For the listing below, print exactly the lines from the line with "Target: street worker." to the line with "Target: window. Locate", both included, and nothing beyond them.

Start of Data

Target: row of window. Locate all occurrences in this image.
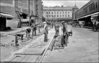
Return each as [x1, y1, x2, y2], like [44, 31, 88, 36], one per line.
[46, 15, 71, 18]
[76, 0, 99, 18]
[45, 13, 72, 16]
[0, 0, 13, 4]
[83, 2, 98, 14]
[45, 11, 71, 14]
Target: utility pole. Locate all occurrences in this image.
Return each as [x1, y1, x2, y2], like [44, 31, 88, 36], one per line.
[28, 0, 31, 26]
[35, 0, 38, 24]
[15, 0, 22, 28]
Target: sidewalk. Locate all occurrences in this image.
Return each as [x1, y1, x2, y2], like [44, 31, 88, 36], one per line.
[3, 28, 55, 62]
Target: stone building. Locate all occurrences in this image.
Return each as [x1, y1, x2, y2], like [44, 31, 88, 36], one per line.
[75, 0, 99, 27]
[43, 5, 78, 22]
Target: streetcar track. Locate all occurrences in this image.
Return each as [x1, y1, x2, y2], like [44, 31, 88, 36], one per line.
[35, 38, 55, 63]
[35, 35, 61, 63]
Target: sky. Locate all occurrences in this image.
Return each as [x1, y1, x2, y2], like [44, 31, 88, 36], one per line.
[42, 0, 90, 8]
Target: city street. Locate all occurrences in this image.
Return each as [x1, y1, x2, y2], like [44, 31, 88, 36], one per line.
[0, 26, 99, 63]
[42, 27, 99, 62]
[0, 0, 99, 63]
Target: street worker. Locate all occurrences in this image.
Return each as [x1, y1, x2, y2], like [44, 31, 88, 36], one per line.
[54, 23, 60, 38]
[31, 19, 35, 37]
[66, 22, 72, 36]
[61, 21, 68, 47]
[91, 18, 96, 31]
[34, 24, 37, 35]
[38, 24, 41, 33]
[44, 22, 48, 42]
[26, 28, 31, 40]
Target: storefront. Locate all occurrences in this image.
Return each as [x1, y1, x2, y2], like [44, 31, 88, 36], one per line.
[0, 13, 14, 31]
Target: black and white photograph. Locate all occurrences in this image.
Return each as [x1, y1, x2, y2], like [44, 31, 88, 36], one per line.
[0, 0, 99, 63]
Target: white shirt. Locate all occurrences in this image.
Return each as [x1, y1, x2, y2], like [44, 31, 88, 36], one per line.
[66, 24, 72, 32]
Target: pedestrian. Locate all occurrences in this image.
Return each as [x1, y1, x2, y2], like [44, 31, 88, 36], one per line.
[38, 25, 41, 33]
[95, 20, 99, 31]
[44, 22, 48, 42]
[61, 21, 68, 47]
[91, 18, 96, 31]
[54, 23, 59, 38]
[79, 21, 83, 28]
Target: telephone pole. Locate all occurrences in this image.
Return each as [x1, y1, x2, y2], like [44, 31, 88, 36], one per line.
[28, 0, 31, 26]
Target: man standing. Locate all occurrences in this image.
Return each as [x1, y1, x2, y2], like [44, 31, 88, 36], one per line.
[54, 22, 59, 38]
[44, 22, 48, 42]
[67, 22, 72, 36]
[95, 19, 99, 31]
[31, 18, 35, 37]
[79, 21, 84, 28]
[61, 21, 68, 47]
[26, 28, 31, 40]
[91, 18, 96, 31]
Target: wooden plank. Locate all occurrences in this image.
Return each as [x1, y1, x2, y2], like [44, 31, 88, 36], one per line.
[0, 27, 31, 36]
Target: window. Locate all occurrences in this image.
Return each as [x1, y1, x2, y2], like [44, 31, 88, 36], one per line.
[52, 12, 53, 14]
[96, 2, 98, 9]
[49, 12, 50, 14]
[51, 15, 53, 18]
[68, 15, 70, 17]
[63, 11, 64, 14]
[46, 12, 48, 14]
[0, 0, 13, 4]
[57, 15, 58, 17]
[60, 12, 61, 14]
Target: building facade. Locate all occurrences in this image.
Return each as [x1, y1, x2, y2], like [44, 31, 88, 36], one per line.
[35, 0, 43, 24]
[72, 4, 79, 20]
[75, 0, 99, 20]
[0, 0, 43, 30]
[43, 6, 77, 22]
[75, 0, 99, 26]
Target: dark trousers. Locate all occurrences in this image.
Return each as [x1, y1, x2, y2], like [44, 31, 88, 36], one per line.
[61, 33, 68, 47]
[54, 30, 59, 38]
[44, 33, 48, 42]
[93, 24, 96, 31]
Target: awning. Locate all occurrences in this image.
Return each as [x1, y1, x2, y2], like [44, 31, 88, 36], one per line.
[78, 12, 99, 19]
[0, 13, 14, 19]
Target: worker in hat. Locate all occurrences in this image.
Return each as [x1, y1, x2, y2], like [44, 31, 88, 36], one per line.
[44, 22, 48, 42]
[91, 17, 96, 31]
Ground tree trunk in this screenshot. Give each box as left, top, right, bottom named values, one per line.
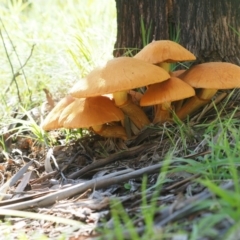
left=114, top=0, right=240, bottom=65
left=114, top=0, right=169, bottom=57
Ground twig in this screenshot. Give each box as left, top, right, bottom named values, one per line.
left=0, top=163, right=165, bottom=210
left=154, top=181, right=234, bottom=227
left=164, top=173, right=201, bottom=191
left=67, top=142, right=156, bottom=179
left=108, top=181, right=235, bottom=239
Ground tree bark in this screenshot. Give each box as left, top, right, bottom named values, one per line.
left=114, top=0, right=240, bottom=65
left=114, top=0, right=169, bottom=57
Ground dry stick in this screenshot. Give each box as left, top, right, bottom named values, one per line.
left=155, top=181, right=235, bottom=227
left=33, top=150, right=93, bottom=184
left=118, top=181, right=235, bottom=239
left=68, top=142, right=156, bottom=179
left=0, top=190, right=57, bottom=207
left=0, top=163, right=164, bottom=210
left=164, top=173, right=201, bottom=191
left=129, top=127, right=161, bottom=146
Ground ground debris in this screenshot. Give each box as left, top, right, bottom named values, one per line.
left=0, top=95, right=239, bottom=239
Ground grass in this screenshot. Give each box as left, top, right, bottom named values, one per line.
left=1, top=1, right=240, bottom=240
left=97, top=113, right=240, bottom=239
left=0, top=0, right=116, bottom=126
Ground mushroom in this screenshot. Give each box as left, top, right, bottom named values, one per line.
left=41, top=95, right=75, bottom=130
left=127, top=90, right=143, bottom=105
left=59, top=96, right=127, bottom=140
left=176, top=62, right=240, bottom=120
left=140, top=77, right=195, bottom=123
left=170, top=69, right=187, bottom=111
left=104, top=91, right=143, bottom=106
left=69, top=57, right=170, bottom=129
left=134, top=40, right=195, bottom=123
left=134, top=40, right=196, bottom=72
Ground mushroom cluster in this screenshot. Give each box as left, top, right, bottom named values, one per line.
left=41, top=55, right=171, bottom=139
left=41, top=40, right=240, bottom=140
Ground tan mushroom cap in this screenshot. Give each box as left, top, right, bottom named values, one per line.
left=134, top=40, right=196, bottom=64
left=69, top=57, right=170, bottom=98
left=140, top=77, right=195, bottom=106
left=41, top=95, right=75, bottom=130
left=179, top=62, right=240, bottom=89
left=60, top=96, right=124, bottom=128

End of Data

• _Output for this exercise_:
Target: street worker. Locate all occurrences in this image.
Return each as [x1, y1, x2, y2], like [44, 31, 88, 36], one per line.
[54, 23, 60, 38]
[31, 19, 35, 37]
[66, 22, 72, 36]
[61, 21, 68, 47]
[91, 18, 96, 31]
[34, 24, 37, 35]
[38, 24, 41, 33]
[44, 22, 48, 42]
[26, 28, 31, 40]
Target: storefront. Locate all occurrences in this image.
Return each as [x1, y1, x2, y2], like [44, 31, 88, 36], one per line.
[0, 13, 14, 31]
Target: black and white photograph. Locate all occurrences in this image.
Return each as [x1, y1, x2, y2], like [44, 31, 88, 36], one per line.
[0, 0, 99, 63]
Target: white shirt. Locate all occurrences in this image.
Return each as [x1, y1, x2, y2], like [44, 31, 88, 36], one per line.
[66, 24, 72, 32]
Target: pedestrian. Locate all occurrences in this image.
Return each as [x1, y1, x2, y2], like [44, 31, 88, 36], one per line.
[38, 25, 41, 33]
[95, 20, 99, 31]
[44, 22, 48, 42]
[61, 21, 68, 47]
[91, 18, 96, 31]
[54, 23, 59, 38]
[79, 21, 83, 28]
Target: telephone pole. Locate all occurrences in this image.
Return each as [x1, y1, x2, y2], like [44, 31, 88, 36], one per line.
[28, 0, 31, 26]
Target: man standing. Locate all occurrences in this image.
Return each as [x1, y1, x2, y2], like [44, 31, 88, 36], one per line.
[54, 22, 59, 38]
[44, 22, 48, 42]
[67, 22, 72, 36]
[95, 19, 99, 31]
[31, 18, 35, 37]
[79, 21, 84, 28]
[61, 21, 68, 47]
[26, 28, 31, 40]
[91, 18, 96, 31]
Target: wooden plank. Locate all occurrences in this image.
Return each as [x1, y1, x2, y2], like [44, 31, 88, 36], one per line.
[0, 27, 31, 36]
Target: window. Locate all occurrences in this image.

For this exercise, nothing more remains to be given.